── Исходные данные

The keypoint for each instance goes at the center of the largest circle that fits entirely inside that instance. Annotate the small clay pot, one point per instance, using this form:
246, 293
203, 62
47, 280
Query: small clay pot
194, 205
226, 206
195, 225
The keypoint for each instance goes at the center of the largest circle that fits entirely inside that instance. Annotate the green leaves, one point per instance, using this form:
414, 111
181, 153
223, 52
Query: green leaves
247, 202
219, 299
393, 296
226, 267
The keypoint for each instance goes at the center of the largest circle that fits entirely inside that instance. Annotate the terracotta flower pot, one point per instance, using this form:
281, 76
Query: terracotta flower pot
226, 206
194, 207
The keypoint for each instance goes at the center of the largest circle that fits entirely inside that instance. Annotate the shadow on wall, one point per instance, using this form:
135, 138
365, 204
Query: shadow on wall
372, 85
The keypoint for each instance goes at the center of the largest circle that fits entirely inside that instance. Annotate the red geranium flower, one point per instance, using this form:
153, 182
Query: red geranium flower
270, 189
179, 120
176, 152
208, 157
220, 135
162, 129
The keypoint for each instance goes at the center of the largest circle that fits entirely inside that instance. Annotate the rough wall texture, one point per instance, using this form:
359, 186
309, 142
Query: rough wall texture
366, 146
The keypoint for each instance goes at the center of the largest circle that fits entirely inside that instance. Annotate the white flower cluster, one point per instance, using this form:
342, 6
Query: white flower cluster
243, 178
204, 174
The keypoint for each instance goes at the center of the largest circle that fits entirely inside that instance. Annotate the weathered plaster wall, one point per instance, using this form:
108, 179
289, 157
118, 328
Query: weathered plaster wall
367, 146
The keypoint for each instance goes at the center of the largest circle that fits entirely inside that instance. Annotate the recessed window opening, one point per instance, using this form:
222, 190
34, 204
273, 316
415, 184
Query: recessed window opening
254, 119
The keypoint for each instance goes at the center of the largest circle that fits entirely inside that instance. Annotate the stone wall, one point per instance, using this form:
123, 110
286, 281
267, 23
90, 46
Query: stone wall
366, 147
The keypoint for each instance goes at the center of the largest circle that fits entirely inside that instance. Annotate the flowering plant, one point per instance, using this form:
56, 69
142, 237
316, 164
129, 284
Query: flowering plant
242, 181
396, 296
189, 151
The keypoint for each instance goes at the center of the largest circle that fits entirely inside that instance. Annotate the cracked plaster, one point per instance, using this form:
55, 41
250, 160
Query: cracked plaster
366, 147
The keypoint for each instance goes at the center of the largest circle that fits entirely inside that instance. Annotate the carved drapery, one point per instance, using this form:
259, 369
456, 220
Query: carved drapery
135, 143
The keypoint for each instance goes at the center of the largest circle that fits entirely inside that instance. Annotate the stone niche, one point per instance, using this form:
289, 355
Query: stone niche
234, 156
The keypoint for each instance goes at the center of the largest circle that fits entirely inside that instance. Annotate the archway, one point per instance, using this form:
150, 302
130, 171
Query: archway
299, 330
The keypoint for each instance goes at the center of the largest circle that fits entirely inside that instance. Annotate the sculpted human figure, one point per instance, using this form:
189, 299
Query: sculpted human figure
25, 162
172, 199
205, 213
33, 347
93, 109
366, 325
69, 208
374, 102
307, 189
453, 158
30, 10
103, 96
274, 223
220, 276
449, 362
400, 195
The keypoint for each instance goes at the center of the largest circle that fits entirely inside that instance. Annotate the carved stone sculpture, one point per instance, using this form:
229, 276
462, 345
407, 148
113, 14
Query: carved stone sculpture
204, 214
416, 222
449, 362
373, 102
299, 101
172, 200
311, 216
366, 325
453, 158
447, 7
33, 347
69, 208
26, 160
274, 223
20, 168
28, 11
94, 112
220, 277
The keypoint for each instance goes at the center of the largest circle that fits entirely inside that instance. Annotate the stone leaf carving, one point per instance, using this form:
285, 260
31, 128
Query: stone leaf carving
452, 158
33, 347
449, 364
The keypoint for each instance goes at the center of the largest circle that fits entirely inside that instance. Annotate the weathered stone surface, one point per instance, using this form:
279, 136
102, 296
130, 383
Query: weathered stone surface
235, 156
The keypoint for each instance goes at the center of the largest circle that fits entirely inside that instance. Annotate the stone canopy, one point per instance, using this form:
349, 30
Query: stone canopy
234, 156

────

* _Цель задания_:
Перепишите строки слово в слово: начните со строки, в которой есть «Annotate the sculpted», и продолжайте до самой последней строки включительно.

* _Готовое задание_:
The keypoint for each instance goes at the center of the largest circle that fits entirely inside that instance. Annotate the sculpted human figure, one point per instance, using this form:
189, 299
Query: sculpted human figure
25, 162
172, 199
205, 213
33, 347
93, 109
366, 325
69, 208
374, 102
307, 189
453, 158
30, 10
103, 96
274, 223
220, 276
449, 362
400, 195
The keypoint for each instance goes at the center of the largest circle that fits entirely inside that instance. Annotate the carved stone sculpture, one point per instance, using this form:
229, 276
462, 345
407, 148
113, 14
Query: carved stone sculpture
204, 214
416, 222
449, 362
373, 102
299, 101
172, 200
311, 216
366, 325
453, 158
447, 7
33, 347
69, 208
26, 160
274, 223
20, 168
28, 11
94, 112
220, 277
The keypoint for each instance goes at the center of the largest circle that fits entirely inside that instance. Annotate the stone leaf carving, one point per instance, using this form:
285, 260
31, 128
Query: stone leaf carving
452, 158
33, 347
449, 364
The keypoint for each instance goes at the center of the largest circle that fits entirely inside that instance. Annotate the weathered stone surface, one point per instance, using this form:
279, 136
102, 296
130, 383
Query: weathered stone surface
235, 156
The keypoint for each instance goes at the center of the largest circle that fits entirely inside that instance. Annotate the stone canopy, one point per instance, using this form:
349, 30
Query: stone canopy
234, 156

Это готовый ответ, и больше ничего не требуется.